___ Task data ___

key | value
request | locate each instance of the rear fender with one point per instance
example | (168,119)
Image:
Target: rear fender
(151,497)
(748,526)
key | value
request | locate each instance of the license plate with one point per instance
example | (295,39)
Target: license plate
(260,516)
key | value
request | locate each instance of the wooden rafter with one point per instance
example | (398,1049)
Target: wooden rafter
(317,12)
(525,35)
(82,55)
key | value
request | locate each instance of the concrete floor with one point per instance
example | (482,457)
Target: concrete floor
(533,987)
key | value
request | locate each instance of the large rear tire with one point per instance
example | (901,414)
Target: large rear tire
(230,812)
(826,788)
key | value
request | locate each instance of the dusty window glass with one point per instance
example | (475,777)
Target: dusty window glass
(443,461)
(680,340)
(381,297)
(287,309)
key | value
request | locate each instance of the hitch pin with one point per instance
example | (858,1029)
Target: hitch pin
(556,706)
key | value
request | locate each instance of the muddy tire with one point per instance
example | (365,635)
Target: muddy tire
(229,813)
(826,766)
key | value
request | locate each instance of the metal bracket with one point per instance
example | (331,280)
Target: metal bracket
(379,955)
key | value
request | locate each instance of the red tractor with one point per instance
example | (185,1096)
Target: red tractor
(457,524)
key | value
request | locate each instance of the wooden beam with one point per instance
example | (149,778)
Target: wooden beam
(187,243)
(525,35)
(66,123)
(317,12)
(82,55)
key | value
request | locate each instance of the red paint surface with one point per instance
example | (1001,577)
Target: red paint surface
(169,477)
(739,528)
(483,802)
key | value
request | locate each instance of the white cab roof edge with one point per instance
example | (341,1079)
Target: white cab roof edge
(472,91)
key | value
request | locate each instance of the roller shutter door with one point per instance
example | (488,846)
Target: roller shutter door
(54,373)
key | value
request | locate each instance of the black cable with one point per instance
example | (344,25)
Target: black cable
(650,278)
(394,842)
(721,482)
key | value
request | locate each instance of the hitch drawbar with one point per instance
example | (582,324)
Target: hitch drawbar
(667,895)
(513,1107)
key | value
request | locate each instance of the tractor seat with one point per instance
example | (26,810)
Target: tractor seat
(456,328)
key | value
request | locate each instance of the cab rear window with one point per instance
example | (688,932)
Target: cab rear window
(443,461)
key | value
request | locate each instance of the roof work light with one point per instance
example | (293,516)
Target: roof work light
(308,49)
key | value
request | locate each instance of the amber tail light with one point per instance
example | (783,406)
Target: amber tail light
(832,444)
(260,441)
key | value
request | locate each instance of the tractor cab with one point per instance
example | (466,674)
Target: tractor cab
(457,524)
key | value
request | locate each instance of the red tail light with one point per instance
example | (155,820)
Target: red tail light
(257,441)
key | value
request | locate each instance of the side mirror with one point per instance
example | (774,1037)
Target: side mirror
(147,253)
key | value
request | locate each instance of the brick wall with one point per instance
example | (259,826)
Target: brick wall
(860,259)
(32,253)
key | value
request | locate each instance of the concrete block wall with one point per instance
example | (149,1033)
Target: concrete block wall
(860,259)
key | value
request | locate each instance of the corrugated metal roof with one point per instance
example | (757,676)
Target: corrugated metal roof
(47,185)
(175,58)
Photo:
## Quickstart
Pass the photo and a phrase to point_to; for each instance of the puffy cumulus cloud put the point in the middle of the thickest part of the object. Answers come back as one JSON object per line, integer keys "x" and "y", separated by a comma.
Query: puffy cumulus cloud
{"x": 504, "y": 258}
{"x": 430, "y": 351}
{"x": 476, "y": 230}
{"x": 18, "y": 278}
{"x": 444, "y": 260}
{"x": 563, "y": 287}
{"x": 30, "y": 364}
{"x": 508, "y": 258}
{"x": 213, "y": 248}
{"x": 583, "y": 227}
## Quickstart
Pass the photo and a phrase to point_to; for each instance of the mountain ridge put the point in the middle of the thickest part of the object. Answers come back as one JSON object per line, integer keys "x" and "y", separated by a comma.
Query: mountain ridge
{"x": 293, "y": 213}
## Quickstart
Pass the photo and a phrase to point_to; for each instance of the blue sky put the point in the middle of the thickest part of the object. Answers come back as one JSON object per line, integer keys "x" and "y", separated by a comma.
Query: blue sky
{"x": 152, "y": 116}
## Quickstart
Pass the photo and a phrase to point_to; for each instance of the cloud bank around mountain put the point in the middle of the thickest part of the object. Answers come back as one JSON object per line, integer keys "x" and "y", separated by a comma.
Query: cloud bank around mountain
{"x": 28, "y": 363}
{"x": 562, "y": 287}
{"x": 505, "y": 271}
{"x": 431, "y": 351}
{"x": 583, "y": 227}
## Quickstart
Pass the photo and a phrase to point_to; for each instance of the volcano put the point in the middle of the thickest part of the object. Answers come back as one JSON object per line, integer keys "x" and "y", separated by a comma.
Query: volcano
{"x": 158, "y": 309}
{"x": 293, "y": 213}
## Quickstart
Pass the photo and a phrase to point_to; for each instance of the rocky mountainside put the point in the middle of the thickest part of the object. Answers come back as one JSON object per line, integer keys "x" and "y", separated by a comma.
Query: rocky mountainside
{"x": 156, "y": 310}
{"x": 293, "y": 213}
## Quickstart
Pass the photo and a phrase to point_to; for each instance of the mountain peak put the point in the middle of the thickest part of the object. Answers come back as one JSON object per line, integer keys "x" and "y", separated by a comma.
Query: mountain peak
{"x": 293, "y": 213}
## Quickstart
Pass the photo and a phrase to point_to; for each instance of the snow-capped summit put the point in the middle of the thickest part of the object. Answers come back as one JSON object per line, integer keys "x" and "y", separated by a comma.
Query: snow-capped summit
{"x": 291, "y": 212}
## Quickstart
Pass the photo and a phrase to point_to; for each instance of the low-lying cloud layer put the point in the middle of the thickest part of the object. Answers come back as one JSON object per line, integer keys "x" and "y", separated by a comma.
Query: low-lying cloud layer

___

▶ _Assignment_:
Word for word, set down the complete listing once more.

▶ _Response for this exercise_:
key | value
request | locate each instance of the rear fender with one point per instance
example | (168,119)
Image:
Target: rear fender
(151,497)
(748,526)
key | value
request | locate each instance of the license plate with one point per instance
example | (295,39)
Target: license plate
(260,516)
key | value
request | locate each instance of the wooden rafter with one point per instance
example | (398,1049)
Target: wooden rafter
(317,12)
(525,35)
(82,55)
key | value
request | locate each instance of the concrete floor with one point per instance
example | (482,457)
Target: concrete floor
(533,987)
key | value
request | locate each instance of the large rear tire with one point per instance
example | (901,414)
Target: large rear tire
(230,812)
(826,788)
key | value
request | locate each instance of the dusty window glass with one point per instance
example | (475,777)
Target: dusty window glass
(443,461)
(680,340)
(381,297)
(287,309)
key | value
request | locate each instance of the hitch pin with one point per instance
example | (858,1029)
Target: hitch pin
(556,706)
key | value
request | locate each instance of the muddy tire with one point per instance
example | (365,635)
Target: muddy tire
(229,813)
(826,766)
key | value
request | locate each instance of the metal bracket with one point per instance
example | (331,280)
Target: metal bracket
(379,955)
key | value
request | locate each instance of the red tractor with one point per instance
example | (185,1096)
Target: red tractor
(457,524)
key | value
request | locate each instance of the wooden beam with one point per instance
example | (149,778)
Target: wooden beam
(187,243)
(525,35)
(66,123)
(317,12)
(82,55)
key | value
request | locate each instance of the red paint surface with one point per instance
example | (1001,577)
Target: red paint surface
(169,477)
(739,528)
(483,802)
key | value
request | locate each instance of the white cab roof edge with one point per instance
example | (341,1079)
Target: white cab roof edge
(472,91)
key | value
request | locate each instance of the roller shutter door with one point per instance
example | (488,846)
Target: roller shutter door
(54,373)
key | value
request | locate each instance of the black cable with one point per instance
example | (344,25)
Target: black cable
(650,278)
(394,842)
(721,482)
key | value
request | locate each instance of the hitch drawbar with one point per instance
example | (582,324)
Target: hitch drawbar
(667,895)
(513,1107)
key | value
request | locate each instance of the tractor seat with one point per instance
example | (26,810)
Target: tractor seat
(456,328)
key | value
request | locate each instance of the cab rear window with one point per instance
example | (688,932)
Target: cab rear window
(443,461)
key | value
request | locate each instance of the roof work light with one point per instance
example | (293,516)
Target: roof work light
(308,49)
key | value
request | locate each instance of the amber tail light with one point per instance
example | (783,406)
Target: amber tail light
(832,444)
(260,441)
key | value
request | locate each instance of the tractor cab with one point per instance
example | (466,674)
Target: tractor cab
(457,524)
key | value
request | locate each instance of the red tail light with one point per instance
example | (155,820)
Target: red tail light
(257,441)
key | value
request | locate each instance of the side mirror with one point per instance
example | (774,1037)
Target: side mirror
(147,253)
key | value
request | locate each instance of the brick wall with one point per instance
example | (259,826)
Target: brick wall
(860,259)
(32,253)
key | value
request | locate each instance of the concrete block wall with one point per instance
example | (149,1033)
Target: concrete block wall
(860,259)
key | value
request | locate each instance of the corrugated metal roof with one point per instance
example | (757,676)
Target: corrugated metal roof
(47,185)
(175,58)
Photo:
## Quickstart
Pass the photo and a phrase to point_to; for each instance of the puffy cumulus cloud put the point in the middle of the thickest part of the object. Answers come back as one JSON object per line, integer keys "x" and "y", separated by a comma.
Query: puffy cumulus cloud
{"x": 504, "y": 258}
{"x": 430, "y": 351}
{"x": 476, "y": 230}
{"x": 18, "y": 278}
{"x": 444, "y": 260}
{"x": 563, "y": 287}
{"x": 30, "y": 364}
{"x": 508, "y": 258}
{"x": 213, "y": 248}
{"x": 583, "y": 227}
## Quickstart
Pass the photo and a phrase to point_to; for each instance of the mountain ridge put the point in the middle of the thickest part of the object. Answers come back as one JSON object per line, integer keys "x" and "y", separated by a comma.
Query: mountain ridge
{"x": 293, "y": 213}
## Quickstart
Pass the photo and a phrase to point_to; for each instance of the blue sky put the point in the middle of the thickest part of the object. Answers come back as one JSON object per line, integer keys "x" and "y", separated by a comma.
Query: blue sky
{"x": 152, "y": 116}
## Quickstart
Pass the photo and a phrase to point_to; for each instance of the cloud bank around mountain put the point in the middle of the thickest part of the object. Answers come back as one JSON object per line, integer keys "x" and "y", separated by a comma.
Query: cloud bank around mountain
{"x": 28, "y": 363}
{"x": 562, "y": 287}
{"x": 505, "y": 271}
{"x": 431, "y": 351}
{"x": 583, "y": 227}
## Quickstart
Pass the photo and a phrase to point_to; for each instance of the volcano put the point in the middle of the thickest part of the object. Answers come back as one JSON object per line, integer keys "x" and "y", separated by a comma.
Query: volcano
{"x": 158, "y": 309}
{"x": 293, "y": 213}
## Quickstart
Pass the photo and a phrase to point_to; for each instance of the rocky mountainside put the point in the middle of the thickest part of the object. Answers come back as one JSON object per line, integer keys "x" and "y", separated by a comma.
Query: rocky mountainside
{"x": 156, "y": 310}
{"x": 293, "y": 213}
## Quickstart
Pass the photo and a phrase to point_to; for each instance of the mountain peak put the point in the middle of the thickest part of the object. Answers come back as one JSON object per line, integer keys "x" and "y", separated by a comma.
Query: mountain peak
{"x": 293, "y": 213}
## Quickstart
Pass the photo and a phrase to point_to; for each instance of the snow-capped summit put the point in the middle of the thickest part of the object. Answers come back as one JSON object per line, integer keys "x" and "y", separated by a comma.
Query: snow-capped summit
{"x": 291, "y": 212}
## Quickstart
Pass the photo and a phrase to point_to; for each instance of the low-lying cloud layer put the point in the middle of the thickest part of the object. Answers come back as one JSON object per line, integer keys "x" and "y", separated by a comma.
Query: low-lying cloud layer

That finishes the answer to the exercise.